▸ **Exercise instructions**
a) Answer from the article on the Northern Ireland centenary:
(i) What post does Rev Mervyn Gibson hold?
(ii) What does he say made the first centenary events more low-key than anticipated?
(iii) Which two parties' voting patterns does he say blocked finances for the centenary?
b) From the article on the Northern Ireland centenary, write out the passage starting with "Grand Lodge grand" and going on through "led to partition.".

▸ **Document excerpt**
════════════════════

The nationalist response to Northern Ireland centenary commemorations has been disappointing, says Orange Order chief
A senior Orange Order figure has expressed disappointment that nationalists have been largely unwilling to commemorate the centenary of Northern Ireland in any way.
Grand Lodge grand secretary Rev Mervyn Gibson said he feels particularly aggrieved as, in 2016, he attended a number of events marking 100 years since the Easter rebellion that eventually led to partition.
“I feel the same respect hasn’t been shown to Northern Ireland’s centenary as unionists showed to the 1916 commemorations in the Republic of Ireland – indeed, the department of foreign affair’s Simon Coveney wouldn’t even appoint people to sit on the committee in Northern Ireland when he was offered to do so,” Rev Gibson said.
“I attended many of the  events myself. I went to anything I was invited to that didn’t commemorate those involved in the Rising itself, but there were other reconciliation events I attended, and would have supported.
“The Republic of Ireland’s government put a lot of effort and money into their events in their country and quite rightly so. However, from nationalism there has be almost opposition, or only lip service, to the centenary.”
Rev Gibson said the Covid pandemic had ensured the first of the NI centenary events would be much more low-key than anticipated, but said that would change as the restrictions are gradually relaxed.
He also said he has been disappointed at the “lack of support from Westminster, from the [NI] Executive and from councils” for centenary events.
“I fully understand and respect that there are people who have no time for Northern Ireland, thus it would be hypocritical for them to celebrate it, however, the voting patterns of the SDLP and Sinn Fein in blocking finances for it, the failure of the Executive to set any money aside for the centenary, and what I would describe as the government’s watered down version of what should have been done, has been disappointing.”
Rev Gibson added: “People are planning things for the rest of the year, because we have always said it was a year-long celebratory event, and as Covid restrictions ease you will see a lot more things happening.”

════════════════════

▸ **Available data**

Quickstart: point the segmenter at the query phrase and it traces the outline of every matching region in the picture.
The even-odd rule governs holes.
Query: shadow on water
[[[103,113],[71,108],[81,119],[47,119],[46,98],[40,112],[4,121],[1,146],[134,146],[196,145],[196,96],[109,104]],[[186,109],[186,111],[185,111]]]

════════════════════

▸ **Activity answers**
a)
(i) Grand Lodge grand secretary of the Orange Order.
(ii) The Covid pandemic.
(iii) The SDLP and Sinn Fein.

b)
Grand Lodge grand secretary Rev Mervyn Gibson said he feels particularly aggrieved as, in 2016, he attended a number of events marking 100 years since the Easter rebellion that eventually led to partition.